Tutorial: Creating a reg ex parser with Scala

Posted by

    A line of sheet music with a bluish sky background.

    “Any sufficiently advanced technology is indistinguishable from magic.” - Arthur C. Clarke

    Scala is a wonderfully complex and simple language that combines object oriented programming with functional programming in a way that is especially suited for dealing with strings in different ways. It is complex, because it has so many built-in features, many of which are implementations of concepts that takes years to understand. It is simple because the implementation is so elegantly and powerfully made, and fit so well together, that many problems are easily solved with one command, where other languages would require complex algorithms.

    One of the tasks specifically suited to be solved with Scala is parsing. In Enonic, we have a query language for use in our datasources, that used to have a 10 page Java CC grammar description. Java CC would transform these 10 pages into 7 Java classes that were partially obfuscated and impossible to debug. All this was transformed to a simple one page Scala class.

    The Scala Language

    There are several features of the Scala language that makes it particularly suitable for parsing.

    Regular Expressions

    The first and foremost is regular expressions as a basic part of the language. This makes it easy to match patterns in the string to parse, and separate out the different tokens.

    Extractors

    Scala have an advanced set of objects called extractors, which can be applied to a string. If the extractor can do anything useful with the string, it proceeds. If not, the string is passed on to the next extractor.

    A really cool thing is that these can be applied recursively, so unnesting parenthesis becomes a breeze. Scala comes with several implemented extractors, of which Regex is a very advanced and flexible extractor.

    Simple and effective operators

    Scala have a number of operators that can appear confusing at first looks. For instance, there are multiple uses of normally unused characters, like the hat and the colon. ^, ^^, ^^^, :, :: and ::: all perform different operations. What they do is just a matter of learning, but when each one is understood, it provides for some quite effective programming. Here are two that are especially important to parsing:

    The double hat (^^) is considered the equivalent of defining a function to operate on an argument on the left hand side, like f(x) in mathematics. In Scala, F(x) would be expressed x ^^ F. Example:

    {{number ^^ {s => new ValueExpr(s.toDouble)} }}

    Here, number is a Regex class, which have been matched by an extractor and applied to the function after the dobule hat.  This function assigns it to the variable, s, converts it to a double and creates a new ValueExpr object with it. Obviously, the function on the right can be much more complex, so here we already get a glimpse of how easily an advanced operation can be applied to a matched string or part of a string.

    Another important operator to make the matching simpler, is the tilde (~), the basic parser combinator operator. This can be used with extractors to match multiple regular expressions or simple tokens, for instance, like this:

    fieldExpression~relationalTokens~computedExpression

    where the 3 elements are Regex objects, which have been defined to match separate parts of the query.  Each of these may be a token or a set of tokens, however it makes best sense to split  up the input.

= = = =

In the Scala parsing tutorial, how many Java classes did Java CC turn the 10-page grammar description into?

= = = =

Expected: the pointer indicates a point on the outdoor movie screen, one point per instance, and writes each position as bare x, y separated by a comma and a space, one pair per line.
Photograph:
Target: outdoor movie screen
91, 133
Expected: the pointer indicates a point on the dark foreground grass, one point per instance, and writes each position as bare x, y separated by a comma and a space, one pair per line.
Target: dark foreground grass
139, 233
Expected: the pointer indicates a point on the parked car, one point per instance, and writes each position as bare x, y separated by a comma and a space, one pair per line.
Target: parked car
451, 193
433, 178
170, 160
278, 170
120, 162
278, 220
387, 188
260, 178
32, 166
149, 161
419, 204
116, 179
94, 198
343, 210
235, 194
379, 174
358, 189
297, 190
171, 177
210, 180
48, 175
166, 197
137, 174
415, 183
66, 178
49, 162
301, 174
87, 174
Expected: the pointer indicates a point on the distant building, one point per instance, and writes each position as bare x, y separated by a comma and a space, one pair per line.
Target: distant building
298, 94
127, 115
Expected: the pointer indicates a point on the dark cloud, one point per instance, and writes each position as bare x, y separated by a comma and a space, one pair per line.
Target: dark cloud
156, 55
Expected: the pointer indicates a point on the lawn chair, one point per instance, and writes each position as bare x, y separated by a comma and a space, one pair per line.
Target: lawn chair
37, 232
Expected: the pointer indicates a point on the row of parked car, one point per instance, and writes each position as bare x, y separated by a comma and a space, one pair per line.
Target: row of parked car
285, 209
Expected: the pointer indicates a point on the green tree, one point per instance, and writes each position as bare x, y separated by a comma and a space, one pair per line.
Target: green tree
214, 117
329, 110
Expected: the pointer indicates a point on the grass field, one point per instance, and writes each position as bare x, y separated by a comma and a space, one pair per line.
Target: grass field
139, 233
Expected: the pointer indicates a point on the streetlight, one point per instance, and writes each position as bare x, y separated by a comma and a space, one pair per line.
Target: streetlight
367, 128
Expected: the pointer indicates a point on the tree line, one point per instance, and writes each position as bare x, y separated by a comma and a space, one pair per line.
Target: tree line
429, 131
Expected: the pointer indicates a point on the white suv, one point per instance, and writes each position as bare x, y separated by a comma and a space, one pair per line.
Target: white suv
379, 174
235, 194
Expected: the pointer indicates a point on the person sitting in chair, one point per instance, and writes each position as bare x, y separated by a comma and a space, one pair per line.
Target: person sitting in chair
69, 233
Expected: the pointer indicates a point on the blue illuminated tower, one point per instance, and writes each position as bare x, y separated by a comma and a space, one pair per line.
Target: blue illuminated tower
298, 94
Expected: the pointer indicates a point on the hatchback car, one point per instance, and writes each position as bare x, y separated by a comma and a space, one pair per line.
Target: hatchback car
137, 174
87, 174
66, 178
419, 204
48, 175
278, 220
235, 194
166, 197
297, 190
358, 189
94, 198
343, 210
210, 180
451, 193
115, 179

= = = =

* OUTPUT FOR THIS TASK
Seven Java classes.